-- Things to do --
- 1) In the dragstrip thread, roughly how long is the AW track said to be?
- 2) Swap "darts" for "chess" in the dragstrip thread, then give back everything from "http://www.jwlslotcars.net/hoexpansion.html" down to "I would say.".

-- Provided passage --
/---
# Anyone tried to modify the AW dragstrip ?



## demether (Aug 26, 2008)

Hi, 

This product seems interesting, but anyone tried to add some timing feature too , with external timer or PC ? 


thanks :thumbsup:


----------



## rbrunne1 (Sep 22, 2007)

Welcome Back!

Check out this thread:
http://www.hobbytalk.com/bbs1/showthread.php?t=351829&highlight=game+changer


----------



## demether (Aug 26, 2008)

thanks ! 

That 's sound really, really interesting :thumbsup:

Now I have to find room to put a scale dragstrip at home. How long is it in h0 scale ?


----------



## alpink (Aug 22, 2010)

1/64 = 20 feet 7.5 inches start to finish. 
many people are running a 15 inch powered track with some run off at the end, don't know the scale.
AW has about 13 feet and the finish can be anywhere you like.
bottom line is really what you can fit and what suits your needs/wants. 
there is no "WRONG" drag strip!


----------



## demether (Aug 26, 2008)

I'm not sure to have 20 feet in any home room 

15feet is something I "may" be able to do, but it should include start line, stop aera and everything. I don't thing I have more room available than that. 

I found really cheap track for that project, but I have to send him an emai to see if he deliver in France : 

http://www.jwlslotcars.net/hoexpansion.html


Maybe I'll wait for a sportsman version of slotcardragon, pro tree seems a bit fast ? 

I think about possible races event with slot car beginners, since all my friends are not into the same hobby I am, unfortunatly, so I always have to think about playability (for example, it's very difficult to put them on a tjet crash and burn format race, but they can drive -pretty bad - on a 440x2 formula one class) and budget of course (since I provide everything). The best I can ask them is to "play" it like a videogame, or a pool or darts game, "arcade mode" I would say.
\---
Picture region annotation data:
/---
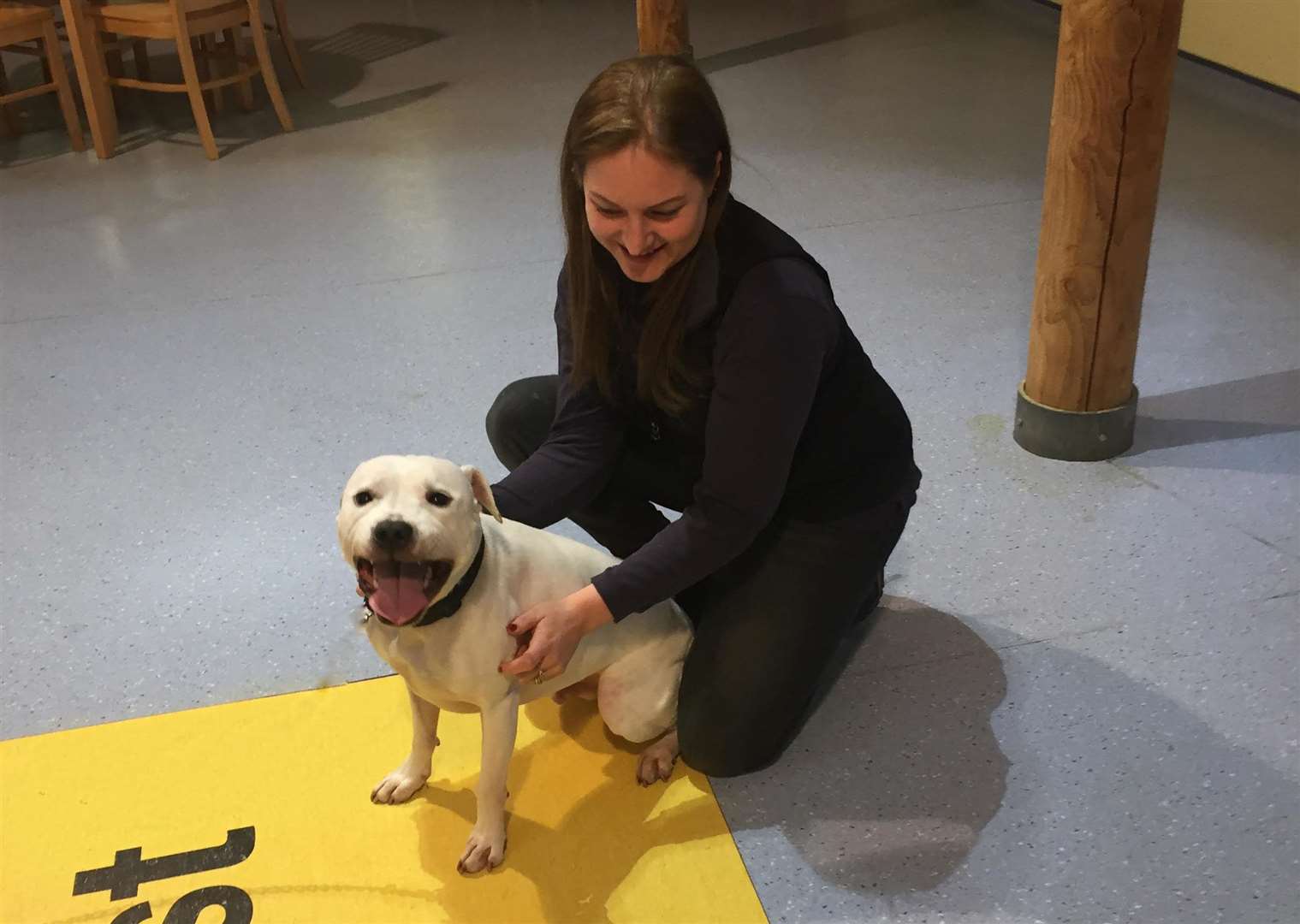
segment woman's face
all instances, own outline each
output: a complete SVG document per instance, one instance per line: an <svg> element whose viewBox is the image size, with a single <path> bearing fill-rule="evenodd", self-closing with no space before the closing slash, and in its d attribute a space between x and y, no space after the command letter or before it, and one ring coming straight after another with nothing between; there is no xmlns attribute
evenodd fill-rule
<svg viewBox="0 0 1300 924"><path fill-rule="evenodd" d="M595 239L629 279L654 282L699 243L712 183L630 144L590 161L582 191Z"/></svg>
\---
-- Outputs for the tasks --
- 1) About 13 feet.

- 2)
http://www.jwlslotcars.net/hoexpansion.html


Maybe I'll wait for a sportsman version of slotcardragon, pro tree seems a bit fast ? 

I think about possible races event with slot car beginners, since all my friends are not into the same hobby I am, unfortunatly, so I always have to think about playability (for example, it's very difficult to put them on a tjet crash and burn format race, but they can drive -pretty bad - on a 440x2 formula one class) and budget of course (since I provide everything). The best I can ask them is to "play" it like a videogame, or a pool or chess game, "arcade mode" I would say.